**** WORKING DATA

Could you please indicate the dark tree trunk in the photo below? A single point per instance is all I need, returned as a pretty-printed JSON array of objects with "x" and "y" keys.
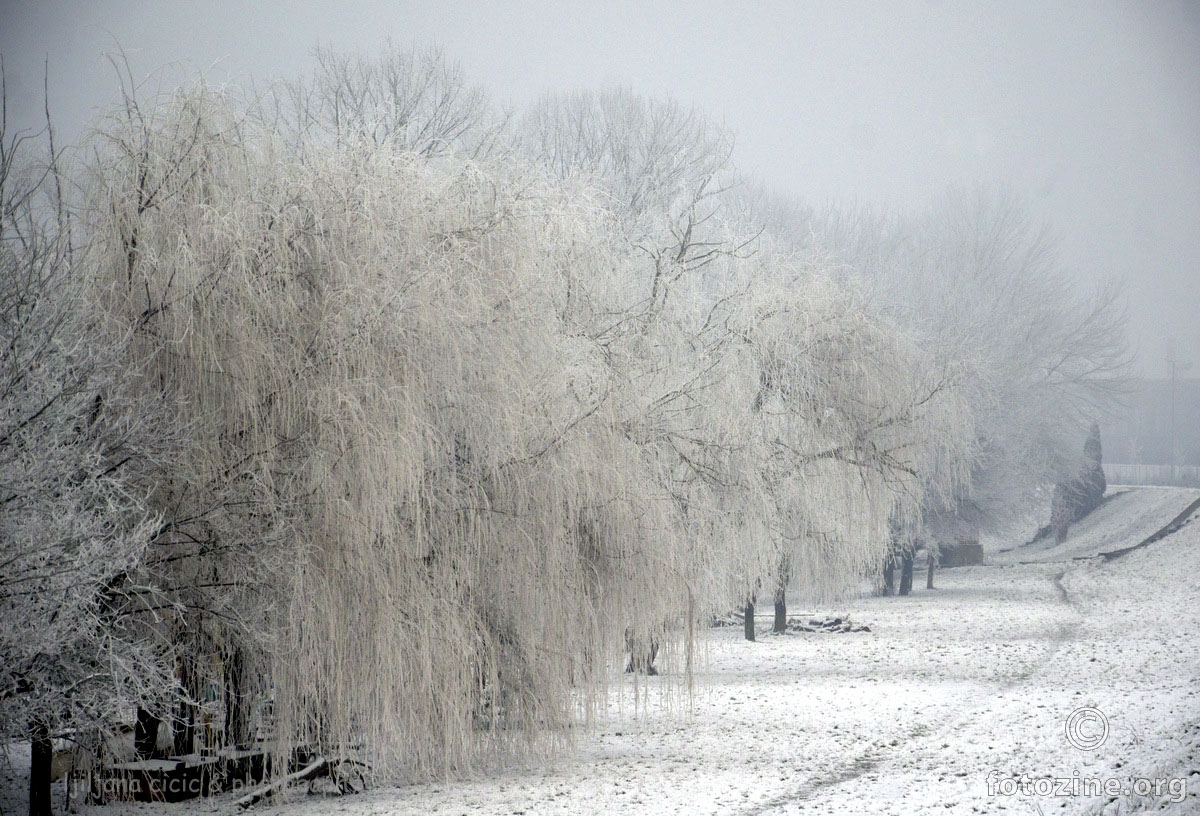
[
  {"x": 145, "y": 735},
  {"x": 41, "y": 756},
  {"x": 906, "y": 574},
  {"x": 780, "y": 611},
  {"x": 185, "y": 718},
  {"x": 235, "y": 697}
]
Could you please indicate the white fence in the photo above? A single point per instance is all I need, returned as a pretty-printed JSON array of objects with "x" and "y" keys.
[{"x": 1181, "y": 475}]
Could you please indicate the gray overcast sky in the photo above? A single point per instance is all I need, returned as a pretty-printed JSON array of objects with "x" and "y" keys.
[{"x": 1091, "y": 111}]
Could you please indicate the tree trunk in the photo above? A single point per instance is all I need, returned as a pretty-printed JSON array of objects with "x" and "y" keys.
[
  {"x": 235, "y": 732},
  {"x": 145, "y": 735},
  {"x": 41, "y": 756},
  {"x": 185, "y": 719},
  {"x": 906, "y": 574}
]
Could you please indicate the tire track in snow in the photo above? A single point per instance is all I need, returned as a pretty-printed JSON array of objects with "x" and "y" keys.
[{"x": 919, "y": 741}]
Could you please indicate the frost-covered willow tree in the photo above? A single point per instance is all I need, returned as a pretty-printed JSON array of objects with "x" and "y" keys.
[
  {"x": 815, "y": 436},
  {"x": 981, "y": 287},
  {"x": 403, "y": 413},
  {"x": 78, "y": 450}
]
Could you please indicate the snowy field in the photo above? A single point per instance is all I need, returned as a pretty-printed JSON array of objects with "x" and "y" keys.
[{"x": 957, "y": 701}]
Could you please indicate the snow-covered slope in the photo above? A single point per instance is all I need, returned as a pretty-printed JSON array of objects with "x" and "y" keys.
[
  {"x": 955, "y": 701},
  {"x": 1128, "y": 516}
]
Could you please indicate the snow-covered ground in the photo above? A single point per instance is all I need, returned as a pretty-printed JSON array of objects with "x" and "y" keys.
[{"x": 955, "y": 701}]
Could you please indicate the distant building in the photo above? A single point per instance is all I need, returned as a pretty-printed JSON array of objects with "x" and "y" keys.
[{"x": 1147, "y": 430}]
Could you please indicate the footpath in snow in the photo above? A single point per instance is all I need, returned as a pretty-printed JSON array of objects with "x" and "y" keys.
[{"x": 957, "y": 701}]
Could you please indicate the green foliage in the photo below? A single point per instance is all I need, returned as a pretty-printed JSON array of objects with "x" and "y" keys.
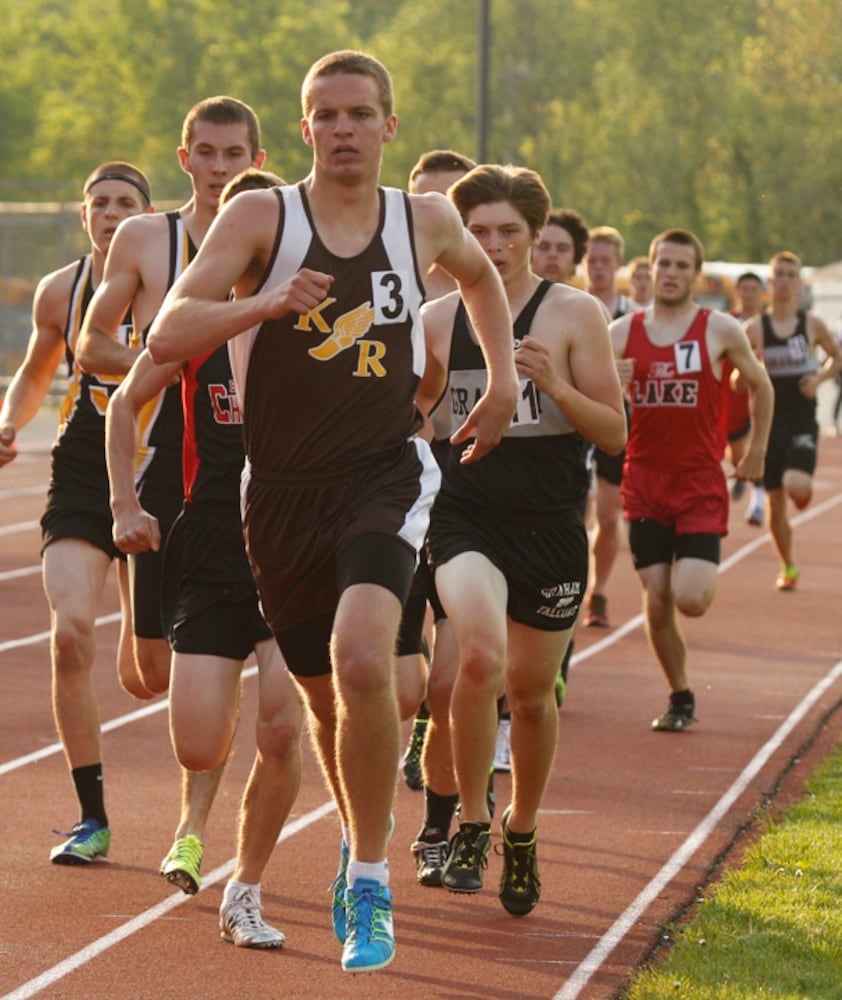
[
  {"x": 719, "y": 117},
  {"x": 772, "y": 928}
]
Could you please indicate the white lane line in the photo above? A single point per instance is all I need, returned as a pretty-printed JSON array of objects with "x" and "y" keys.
[
  {"x": 609, "y": 941},
  {"x": 16, "y": 574},
  {"x": 594, "y": 960},
  {"x": 142, "y": 920}
]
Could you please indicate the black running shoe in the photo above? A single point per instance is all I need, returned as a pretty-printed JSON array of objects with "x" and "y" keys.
[
  {"x": 412, "y": 773},
  {"x": 468, "y": 856},
  {"x": 430, "y": 858},
  {"x": 520, "y": 887},
  {"x": 679, "y": 715}
]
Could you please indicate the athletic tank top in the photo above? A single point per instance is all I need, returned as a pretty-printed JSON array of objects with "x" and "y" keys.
[
  {"x": 213, "y": 431},
  {"x": 538, "y": 466},
  {"x": 161, "y": 422},
  {"x": 787, "y": 361},
  {"x": 326, "y": 393},
  {"x": 79, "y": 449},
  {"x": 676, "y": 400}
]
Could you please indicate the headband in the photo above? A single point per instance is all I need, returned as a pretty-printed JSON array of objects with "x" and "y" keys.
[{"x": 116, "y": 175}]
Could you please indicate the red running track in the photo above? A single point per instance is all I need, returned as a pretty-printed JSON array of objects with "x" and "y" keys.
[{"x": 633, "y": 824}]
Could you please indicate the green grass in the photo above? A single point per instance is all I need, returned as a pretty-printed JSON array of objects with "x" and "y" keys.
[{"x": 772, "y": 928}]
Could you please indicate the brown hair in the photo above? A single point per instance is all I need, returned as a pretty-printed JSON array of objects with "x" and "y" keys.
[
  {"x": 250, "y": 179},
  {"x": 222, "y": 111},
  {"x": 610, "y": 235},
  {"x": 684, "y": 238},
  {"x": 491, "y": 183},
  {"x": 570, "y": 220},
  {"x": 353, "y": 62},
  {"x": 440, "y": 161}
]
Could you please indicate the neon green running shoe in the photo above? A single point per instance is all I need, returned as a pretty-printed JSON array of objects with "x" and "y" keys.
[
  {"x": 181, "y": 866},
  {"x": 87, "y": 841}
]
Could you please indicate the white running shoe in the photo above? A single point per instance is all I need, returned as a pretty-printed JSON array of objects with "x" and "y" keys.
[
  {"x": 502, "y": 748},
  {"x": 241, "y": 923}
]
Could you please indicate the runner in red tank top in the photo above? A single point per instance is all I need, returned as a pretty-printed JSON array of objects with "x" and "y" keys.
[{"x": 674, "y": 492}]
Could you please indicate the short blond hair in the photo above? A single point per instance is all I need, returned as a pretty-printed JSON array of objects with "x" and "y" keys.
[{"x": 352, "y": 62}]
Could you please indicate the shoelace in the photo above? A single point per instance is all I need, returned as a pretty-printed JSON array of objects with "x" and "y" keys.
[
  {"x": 77, "y": 829},
  {"x": 416, "y": 743},
  {"x": 364, "y": 914},
  {"x": 521, "y": 865},
  {"x": 246, "y": 911},
  {"x": 434, "y": 855},
  {"x": 189, "y": 852}
]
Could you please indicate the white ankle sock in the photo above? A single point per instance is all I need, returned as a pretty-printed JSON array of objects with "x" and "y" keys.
[
  {"x": 233, "y": 887},
  {"x": 377, "y": 870}
]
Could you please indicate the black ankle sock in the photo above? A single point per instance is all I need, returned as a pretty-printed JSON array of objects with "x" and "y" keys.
[
  {"x": 519, "y": 838},
  {"x": 89, "y": 790},
  {"x": 438, "y": 815}
]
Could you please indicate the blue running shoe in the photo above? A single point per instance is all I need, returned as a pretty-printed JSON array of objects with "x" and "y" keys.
[
  {"x": 340, "y": 884},
  {"x": 87, "y": 841},
  {"x": 338, "y": 887},
  {"x": 371, "y": 936}
]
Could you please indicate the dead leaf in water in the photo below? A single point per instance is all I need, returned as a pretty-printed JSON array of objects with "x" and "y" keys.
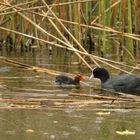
[{"x": 126, "y": 132}]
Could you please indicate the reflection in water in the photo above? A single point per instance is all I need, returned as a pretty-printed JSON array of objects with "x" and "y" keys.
[{"x": 59, "y": 116}]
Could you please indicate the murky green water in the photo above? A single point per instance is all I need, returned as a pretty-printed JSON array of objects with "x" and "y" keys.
[{"x": 53, "y": 118}]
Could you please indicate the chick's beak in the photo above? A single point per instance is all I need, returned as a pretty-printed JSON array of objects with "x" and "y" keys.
[{"x": 92, "y": 76}]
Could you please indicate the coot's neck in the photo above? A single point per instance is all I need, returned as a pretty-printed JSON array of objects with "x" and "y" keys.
[
  {"x": 104, "y": 79},
  {"x": 76, "y": 81}
]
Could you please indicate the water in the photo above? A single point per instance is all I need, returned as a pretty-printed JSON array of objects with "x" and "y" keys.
[{"x": 24, "y": 115}]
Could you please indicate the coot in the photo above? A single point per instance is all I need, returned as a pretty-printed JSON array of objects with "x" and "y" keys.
[
  {"x": 126, "y": 83},
  {"x": 63, "y": 79}
]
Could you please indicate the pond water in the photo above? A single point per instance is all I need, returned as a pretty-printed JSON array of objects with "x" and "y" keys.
[{"x": 24, "y": 115}]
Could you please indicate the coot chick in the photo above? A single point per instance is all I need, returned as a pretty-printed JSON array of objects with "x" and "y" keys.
[
  {"x": 126, "y": 83},
  {"x": 63, "y": 79}
]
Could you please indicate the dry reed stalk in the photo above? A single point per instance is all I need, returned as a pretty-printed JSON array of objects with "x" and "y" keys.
[
  {"x": 104, "y": 97},
  {"x": 103, "y": 60},
  {"x": 42, "y": 30},
  {"x": 74, "y": 39},
  {"x": 101, "y": 28},
  {"x": 112, "y": 6}
]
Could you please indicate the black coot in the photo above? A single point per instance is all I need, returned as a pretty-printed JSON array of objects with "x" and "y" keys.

********

REQUIRED WORK:
Pull out every line from the one with "Could you please indicate the water" to the end of the listing, and output only those.

RESPONSE TO THE EXERCISE:
Could you please indicate the water in the photo above? A single point per instance is all I need, returned as a pretty-printed JSON array of objects with "x" and "y" keys.
[{"x": 24, "y": 115}]
Could you please indicate the coot in the photo above? A single point per instance is all I need, returned as a pretty-printed JSON array of objects with "x" and "y" keys.
[
  {"x": 126, "y": 83},
  {"x": 63, "y": 79}
]
Could you please indicate the pond water in the photo above? A single point per instance is all I need, returned as a pretty-printed JSON array of objects with "x" and "y" keys.
[{"x": 24, "y": 115}]
Could you please indicate the coot chick in the photo above? A single point per instance is all I need, returned as a pretty-printed JSON array of objects with "x" and "y" keys.
[
  {"x": 126, "y": 83},
  {"x": 63, "y": 79}
]
Could you please indicate the dry reed stalk in the photo above? A single point per instance is all I need, returned as a pretty-printed JSON array of objects with "x" and "y" keys.
[
  {"x": 104, "y": 97},
  {"x": 103, "y": 60},
  {"x": 42, "y": 30},
  {"x": 74, "y": 39},
  {"x": 101, "y": 28},
  {"x": 112, "y": 6}
]
Could you please indicate the black coot in the photo above? A single point per instance is all I need, returned as a pretty-printed JSON array of objects with "x" and "y" keys.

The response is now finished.